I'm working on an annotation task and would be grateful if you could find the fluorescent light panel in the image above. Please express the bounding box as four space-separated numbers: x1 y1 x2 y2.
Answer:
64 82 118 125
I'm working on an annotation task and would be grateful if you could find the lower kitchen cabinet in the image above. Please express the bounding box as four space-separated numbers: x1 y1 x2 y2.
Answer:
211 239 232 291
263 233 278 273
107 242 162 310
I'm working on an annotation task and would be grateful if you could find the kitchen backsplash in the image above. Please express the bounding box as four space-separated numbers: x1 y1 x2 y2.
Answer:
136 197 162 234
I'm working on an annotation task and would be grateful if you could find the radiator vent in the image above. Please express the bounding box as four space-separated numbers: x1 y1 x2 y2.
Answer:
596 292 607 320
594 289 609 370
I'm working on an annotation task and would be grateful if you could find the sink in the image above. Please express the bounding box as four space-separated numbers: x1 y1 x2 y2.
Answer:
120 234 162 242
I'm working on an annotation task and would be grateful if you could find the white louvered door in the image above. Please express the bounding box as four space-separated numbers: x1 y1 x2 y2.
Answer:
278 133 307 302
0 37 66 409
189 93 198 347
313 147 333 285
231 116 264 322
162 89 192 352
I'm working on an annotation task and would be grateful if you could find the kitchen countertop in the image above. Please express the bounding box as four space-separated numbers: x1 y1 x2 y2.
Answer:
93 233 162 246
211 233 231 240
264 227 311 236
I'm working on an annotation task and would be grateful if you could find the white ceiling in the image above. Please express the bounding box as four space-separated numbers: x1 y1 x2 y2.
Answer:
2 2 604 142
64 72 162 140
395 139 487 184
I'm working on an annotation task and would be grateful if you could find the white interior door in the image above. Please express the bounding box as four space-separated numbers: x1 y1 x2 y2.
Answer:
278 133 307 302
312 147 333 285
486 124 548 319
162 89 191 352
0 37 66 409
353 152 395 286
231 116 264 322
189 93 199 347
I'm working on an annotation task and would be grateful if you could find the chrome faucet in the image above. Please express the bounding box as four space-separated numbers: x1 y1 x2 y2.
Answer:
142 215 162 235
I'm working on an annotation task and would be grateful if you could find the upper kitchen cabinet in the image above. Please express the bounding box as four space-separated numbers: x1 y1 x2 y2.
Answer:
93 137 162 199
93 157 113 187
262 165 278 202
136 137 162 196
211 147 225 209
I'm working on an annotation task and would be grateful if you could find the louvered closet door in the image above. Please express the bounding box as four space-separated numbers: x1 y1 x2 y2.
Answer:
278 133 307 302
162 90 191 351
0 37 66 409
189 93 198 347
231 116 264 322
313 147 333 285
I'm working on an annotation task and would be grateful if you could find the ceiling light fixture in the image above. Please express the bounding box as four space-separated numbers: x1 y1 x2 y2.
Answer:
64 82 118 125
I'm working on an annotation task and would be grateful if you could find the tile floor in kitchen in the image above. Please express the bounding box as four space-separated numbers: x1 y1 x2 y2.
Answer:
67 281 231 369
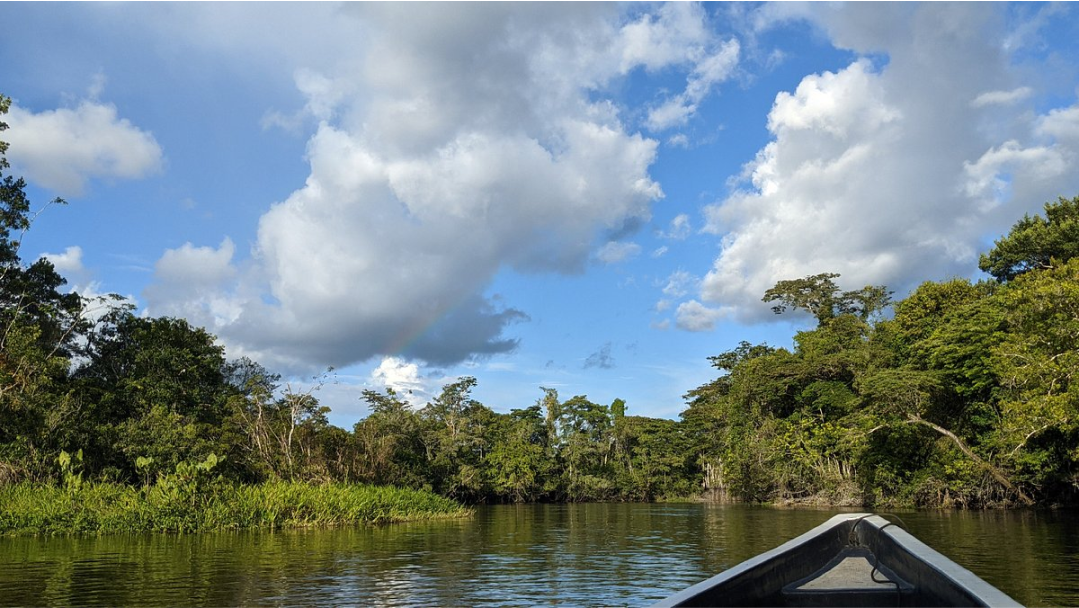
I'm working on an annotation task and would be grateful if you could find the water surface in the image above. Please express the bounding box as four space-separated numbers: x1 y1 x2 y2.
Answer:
0 503 1079 606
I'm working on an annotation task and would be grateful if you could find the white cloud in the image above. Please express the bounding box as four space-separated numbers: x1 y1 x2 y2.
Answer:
680 4 1079 327
41 245 84 274
596 241 641 264
368 356 437 407
647 39 739 131
970 86 1034 108
674 300 727 332
4 97 162 197
146 4 742 367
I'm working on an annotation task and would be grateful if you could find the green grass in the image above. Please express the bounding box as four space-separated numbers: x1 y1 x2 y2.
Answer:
0 482 469 536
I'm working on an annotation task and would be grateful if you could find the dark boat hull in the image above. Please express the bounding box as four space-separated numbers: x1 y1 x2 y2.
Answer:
655 513 1020 608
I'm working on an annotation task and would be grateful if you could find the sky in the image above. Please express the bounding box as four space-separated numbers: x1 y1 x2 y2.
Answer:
0 2 1079 428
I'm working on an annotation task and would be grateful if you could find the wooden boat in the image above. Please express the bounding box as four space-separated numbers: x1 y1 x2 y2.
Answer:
655 513 1020 608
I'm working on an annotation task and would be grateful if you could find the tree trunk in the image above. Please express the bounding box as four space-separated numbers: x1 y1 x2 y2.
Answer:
909 414 1034 506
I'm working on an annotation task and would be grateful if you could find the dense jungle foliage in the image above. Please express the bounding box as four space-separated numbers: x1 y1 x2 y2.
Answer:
0 92 1079 508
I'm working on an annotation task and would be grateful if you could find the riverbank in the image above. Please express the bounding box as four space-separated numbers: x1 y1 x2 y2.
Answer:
0 482 470 536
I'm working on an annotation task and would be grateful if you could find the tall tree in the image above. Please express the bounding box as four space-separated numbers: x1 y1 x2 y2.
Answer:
978 197 1079 281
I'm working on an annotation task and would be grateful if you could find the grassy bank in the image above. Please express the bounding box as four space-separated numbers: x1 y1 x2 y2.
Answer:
0 482 468 535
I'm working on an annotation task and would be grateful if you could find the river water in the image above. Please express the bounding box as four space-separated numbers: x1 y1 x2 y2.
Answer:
0 503 1079 606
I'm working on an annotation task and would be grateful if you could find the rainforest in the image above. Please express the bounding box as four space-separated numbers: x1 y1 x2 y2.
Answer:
0 91 1079 533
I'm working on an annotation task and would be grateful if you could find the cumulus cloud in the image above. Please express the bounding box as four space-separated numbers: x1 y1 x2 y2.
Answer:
679 4 1079 329
618 2 739 132
146 4 730 366
4 99 162 197
368 356 435 407
970 86 1034 108
41 245 84 274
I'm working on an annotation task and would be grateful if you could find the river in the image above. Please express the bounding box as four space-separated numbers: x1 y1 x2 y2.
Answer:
0 503 1079 606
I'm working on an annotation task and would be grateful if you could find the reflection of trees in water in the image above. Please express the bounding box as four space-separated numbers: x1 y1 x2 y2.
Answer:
0 503 1079 606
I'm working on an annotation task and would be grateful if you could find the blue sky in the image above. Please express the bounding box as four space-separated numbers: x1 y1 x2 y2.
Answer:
0 3 1079 427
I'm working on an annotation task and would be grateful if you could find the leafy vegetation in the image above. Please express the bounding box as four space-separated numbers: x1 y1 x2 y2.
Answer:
0 91 1079 522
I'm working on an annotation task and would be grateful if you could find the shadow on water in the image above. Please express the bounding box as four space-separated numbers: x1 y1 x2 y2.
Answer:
0 503 1079 606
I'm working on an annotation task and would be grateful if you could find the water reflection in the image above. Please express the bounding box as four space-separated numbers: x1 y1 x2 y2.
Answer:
0 504 1079 606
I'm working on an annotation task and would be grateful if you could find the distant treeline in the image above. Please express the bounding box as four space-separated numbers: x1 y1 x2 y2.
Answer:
0 97 1079 506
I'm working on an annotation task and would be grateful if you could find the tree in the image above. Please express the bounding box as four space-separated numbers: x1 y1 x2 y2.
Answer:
978 197 1079 282
69 308 241 479
992 258 1079 494
761 272 891 325
0 95 86 476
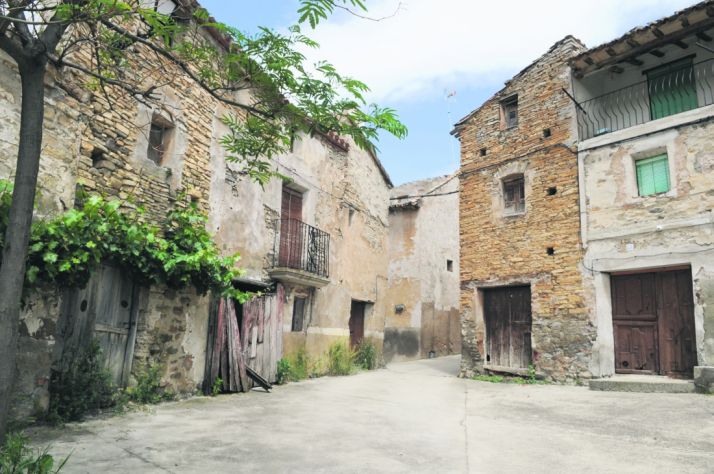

◆ ◆ ◆ ◆ ◆ ◆ ◆

Please recast the material above as a Markdown table with two columns, Row and Line, giving each line its own numbered row and leaving out blank lines and the pictures.

● Worked answer
| Row | Line |
|---|---|
| 1 | I'm working on an annotation task and would be grateful if you could find the fluorescent light panel in the image above. Please express the bounding box as four space-separated numbers: x1 y1 x2 y2. |
| 2 | Answer: |
| 3 | 64 82 118 125 |
| 4 | I'm working on an annotation task and would be grateful if you could find the lower kitchen cabinet in the image above. Please express the bounding box as four space-separated numbers: x1 y1 x2 y2. |
| 5 | Answer: |
| 6 | 211 239 232 291 |
| 7 | 263 233 278 273 |
| 8 | 107 242 162 310 |
| 9 | I'm working on an annotation task and would be grateful if you could find the kitchen backsplash in the image above. Please express the bounding box as four space-separated numbers: x1 y1 x2 y2. |
| 10 | Answer: |
| 11 | 136 197 162 234 |
| 12 | I'm working on an annotation task and would be grateful if you could find the radiator vent in the image above. Please express the bounding box as four space-separated numbers: x1 y1 x2 y2. |
| 13 | Answer: |
| 14 | 596 292 607 320 |
| 15 | 594 289 609 370 |
| 16 | I'm working on an annotation task and would be grateful if you could find the sink in the image above. Please express the bounding box as four space-separated numbers: x1 y1 x2 y2. |
| 17 | Answer: |
| 18 | 120 234 162 242 |
| 19 | I'm working on an annotation task and would be grateful if you could find the white louvered door in the image above. Please express the bounding box as four space-separated numbers: x1 y1 x2 y2. |
| 20 | Answer: |
| 21 | 278 133 307 302 |
| 22 | 0 37 66 409 |
| 23 | 189 93 198 347 |
| 24 | 313 147 333 285 |
| 25 | 231 116 264 322 |
| 26 | 162 89 192 352 |
| 27 | I'm working on an annotation task and would be grateful if you could find the kitchen countertop in the image above. Please express the bounding box as four space-separated numbers: x1 y1 x2 y2. |
| 28 | Answer: |
| 29 | 93 233 162 246 |
| 30 | 211 233 231 240 |
| 31 | 264 227 311 236 |
| 32 | I'm working on an annotation task and would be grateful if you could find the white ceiling in the image above. Please express the bounding box as four space-separated numbers: x1 y1 x2 y2. |
| 33 | Answer: |
| 34 | 2 2 604 142 |
| 35 | 64 72 162 140 |
| 36 | 395 139 487 184 |
| 37 | I'm working on an annotation task and would be grateful if you could find the white interior door in the image above. Please express the bounding box as four space-separated numbers: x1 y1 x2 y2. |
| 38 | Answer: |
| 39 | 278 133 307 302 |
| 40 | 312 147 333 285 |
| 41 | 486 124 548 319 |
| 42 | 162 89 191 352 |
| 43 | 0 37 66 409 |
| 44 | 353 152 395 286 |
| 45 | 231 116 264 322 |
| 46 | 189 93 199 347 |
| 47 | I'm working on an annotation task and would be grateful if you could find the chrome faucet in the image above. Please express the bounding box as four space-separated numbers: x1 y1 x2 y2. |
| 48 | Answer: |
| 49 | 142 215 162 235 |
| 50 | I'm working on an annotation task and would be grateful if you could find the upper kitchen cabinet in the image above. Please express the bounding box as four space-separated numbers: x1 y1 x2 y2. |
| 51 | Answer: |
| 52 | 93 137 162 199 |
| 53 | 93 157 113 187 |
| 54 | 262 165 278 202 |
| 55 | 136 137 162 196 |
| 56 | 211 147 225 209 |
| 57 | I'm working on an annotation task and would be grateful if you could find the louvered closet door in the image above. Please express the bounding box as four space-separated numbers: x1 y1 x2 y2. |
| 58 | Answer: |
| 59 | 278 133 307 302 |
| 60 | 162 90 191 351 |
| 61 | 0 37 66 409 |
| 62 | 189 93 198 347 |
| 63 | 231 116 264 322 |
| 64 | 313 147 333 285 |
| 65 | I'm working on an annotation task and would be grateful if you could find the ceiling light fixture in the image above. Please express the bounding box as four space-separated numbers: x1 y1 x2 y2. |
| 66 | Answer: |
| 67 | 64 82 118 125 |
| 68 | I'm working on an annotation task and would be grateful if you could find the tile floor in kitchen in the image above. Please express the bounding box as four space-separated numbers: x1 y1 x2 y2. |
| 69 | Answer: |
| 70 | 67 281 231 369 |
| 71 | I'm working on an annotation task and would be grateful if you could find the water surface in the image above. Please express the bounding box as four space-separated numbers: x1 y1 x2 y2. |
| 72 | Answer: |
| 73 | 0 503 1079 606 |
| 74 | I'm working on an annotation task and would be grateful if you could find the white cloud in the image above. Please express the bounding box as four space-separated numbers: x1 y1 x2 y2. |
| 75 | Answer: |
| 76 | 680 4 1079 327 |
| 77 | 41 245 84 274 |
| 78 | 596 241 641 264 |
| 79 | 368 356 437 407 |
| 80 | 647 39 739 131 |
| 81 | 970 86 1034 108 |
| 82 | 674 300 727 332 |
| 83 | 4 97 162 197 |
| 84 | 146 4 742 367 |
| 85 | I'm working on an annotation task and would be grateful if you could find the green grass in the image above. Please express the bounding box as four space-separated numbers: x1 y1 x2 y2. |
| 86 | Answer: |
| 87 | 0 482 469 536 |
| 88 | I'm working on an annotation task and would be grateful if you could find the dark boat hull in the image above. Please express the bounding box as four space-separated numbers: x1 y1 x2 y2. |
| 89 | Answer: |
| 90 | 655 513 1020 608 |
| 91 | I'm working on an annotation task and would be grateful if you could find the sky in the image above. Please express the bounding box as four space-separated numbers: x1 y1 x2 y2. |
| 92 | Answer: |
| 93 | 0 2 1079 428 |
| 94 | I'm working on an annotation task and would be grateful if you could find the wooden boat in the image above. Please express the bounding box as four space-separated numbers: x1 y1 x2 y2. |
| 95 | Answer: |
| 96 | 655 513 1020 608 |
| 97 | I'm working on an annotation task and would be grateful if you could find the tree trunk in the image above. Please express the bounding box as four space-separated numbers: x1 y1 x2 y2. |
| 98 | Answer: |
| 99 | 909 414 1034 506 |
| 100 | I'm working on an annotation task and would be grateful if you could find the dense jungle foliage in the image above. Please express the bounding box as four space-separated numbers: x1 y1 x2 y2. |
| 101 | Answer: |
| 102 | 0 92 1079 508 |
| 103 | I'm working on an annotation task and would be grateful if you could find the riverbank in the image above. Please express the bounding box as four space-separated numbers: x1 y1 x2 y2. |
| 104 | Answer: |
| 105 | 0 482 470 536 |
| 106 | I'm working on an annotation task and would be grateful if you could find the tall tree in the image above. Please express the bounding box as four space-separated numbers: x1 y1 x2 y2. |
| 107 | Answer: |
| 108 | 978 197 1079 281 |
| 109 | I'm working on an annotation task and would be grateful if you could find the grassy bank in the image above. Please express the bounding box as four space-separated numbers: x1 y1 x2 y2. |
| 110 | Answer: |
| 111 | 0 482 468 535 |
| 112 | I'm working on an annotation task and would be grateful if you could find the river water in the image above. Please express the bounding box as four space-separated numbers: x1 y1 x2 y2. |
| 113 | Answer: |
| 114 | 0 503 1079 606 |
| 115 | I'm working on an annotation task and would be grateful if you could find the rainforest in the image above. Please express the bounding box as four space-separated numbers: x1 y1 x2 y2. |
| 116 | Answer: |
| 117 | 0 91 1079 533 |
| 118 | I'm working on an annotation task and would be grateful if you could find the cumulus cloud in the image above. Please express the bounding box as four space-separated numbers: x1 y1 x2 y2. |
| 119 | Answer: |
| 120 | 679 4 1079 329 |
| 121 | 618 2 739 132 |
| 122 | 146 4 730 366 |
| 123 | 4 99 162 197 |
| 124 | 368 356 435 407 |
| 125 | 970 86 1034 108 |
| 126 | 41 245 84 274 |
| 127 | I'm working on an annotation task and would be grateful if you could find the river in the image above. Please express the bounding box as four space-separated numbers: x1 y1 x2 y2. |
| 128 | Answer: |
| 129 | 0 503 1079 606 |
| 130 | I'm working on an annotation task and would be grateful if you could find the reflection of trees in water in the image above. Please express the bounding box as four space-separated numbers: x1 y1 x2 y2. |
| 131 | Answer: |
| 132 | 0 503 1079 606 |
| 133 | I'm working on an annotation task and would be grateful if you could find the blue sky in the image above. Please express the bounding box as four space-separated numbers: x1 y1 x2 y2. |
| 134 | Answer: |
| 135 | 0 3 1079 427 |
| 136 | I'm working on an annotation task and would be grateful if you could find the leafy vegetation in the image above. Please express the bounding box as four space-separated numbers: x1 y1 x2 y2. |
| 137 | Answer: |
| 138 | 0 91 1079 522 |
| 139 | I'm working on an annotation task and would be grateful if you could find the shadow on water in the image above. Please express the bounding box as four space-separated numbers: x1 y1 x2 y2. |
| 140 | Answer: |
| 141 | 0 503 1079 606 |
| 142 | I'm working on an annotation task and would be grateful if you could find the water reflection in the image above. Please express the bounding box as four space-separated numbers: x1 y1 x2 y2. |
| 143 | Answer: |
| 144 | 0 504 1079 606 |
| 145 | I'm working on an annotation task and would be grateful if you could find the distant treeline in the image above. Please express the bounding box as four space-separated numbers: x1 y1 x2 y2. |
| 146 | Answer: |
| 147 | 0 97 1079 506 |
| 148 | I'm working on an annotation task and would be grateful if you could find the tree in the image above. Please express the bounding box as four space-separated numbers: x1 y1 x2 y2. |
| 149 | Answer: |
| 150 | 978 197 1079 282 |
| 151 | 69 308 241 479 |
| 152 | 992 258 1079 494 |
| 153 | 761 272 891 325 |
| 154 | 0 95 86 476 |